• [Problem to work on]:
Please arrange the data below as a Markdown table with two columns, No. and Text, giving each line its own numbered row and leaving out any blank lines.

• [Data listing]:
--------

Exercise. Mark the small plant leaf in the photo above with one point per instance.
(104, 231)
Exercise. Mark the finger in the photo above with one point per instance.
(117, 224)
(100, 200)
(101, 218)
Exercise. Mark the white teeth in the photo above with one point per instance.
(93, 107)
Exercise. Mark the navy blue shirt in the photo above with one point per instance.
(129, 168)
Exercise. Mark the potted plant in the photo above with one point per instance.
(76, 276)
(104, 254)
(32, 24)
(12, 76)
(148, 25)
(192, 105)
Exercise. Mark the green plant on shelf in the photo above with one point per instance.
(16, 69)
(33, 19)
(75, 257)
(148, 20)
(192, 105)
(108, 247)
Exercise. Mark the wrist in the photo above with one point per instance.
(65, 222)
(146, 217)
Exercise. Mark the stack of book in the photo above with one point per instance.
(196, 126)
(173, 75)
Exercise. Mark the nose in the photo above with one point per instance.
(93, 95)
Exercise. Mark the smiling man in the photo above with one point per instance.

--------

• [Written solution]:
| No. | Text |
|---|---|
| 1 | Exercise. Mark the small plant leaf in the photo above with one point per instance. |
| 2 | (104, 231) |
| 3 | Exercise. Mark the finger in the photo above with one point per instance. |
| 4 | (117, 224) |
| 5 | (100, 200) |
| 6 | (101, 218) |
| 7 | Exercise. Mark the white teeth in the photo above with one point per instance. |
| 8 | (93, 107) |
| 9 | Exercise. Mark the navy blue shirt in the photo above with one point per instance. |
| 10 | (129, 168) |
| 11 | Exercise. Mark the potted plant in the photo above with one point per instance. |
| 12 | (76, 276) |
| 13 | (104, 254) |
| 14 | (32, 24) |
| 15 | (12, 76) |
| 16 | (148, 25) |
| 17 | (192, 105) |
| 18 | Exercise. Mark the green plant on shelf in the photo above with one point per instance. |
| 19 | (16, 69) |
| 20 | (33, 19) |
| 21 | (75, 257) |
| 22 | (148, 20) |
| 23 | (192, 105) |
| 24 | (108, 247) |
| 25 | Exercise. Mark the wrist in the photo above with one point per instance. |
| 26 | (65, 222) |
| 27 | (146, 217) |
| 28 | Exercise. Mark the stack of book in the photo above with one point per instance. |
| 29 | (196, 126) |
| 30 | (173, 75) |
| 31 | Exercise. Mark the nose in the photo above with one point per instance. |
| 32 | (93, 95) |
| 33 | Exercise. Mark the smiling man in the photo above with one point per instance. |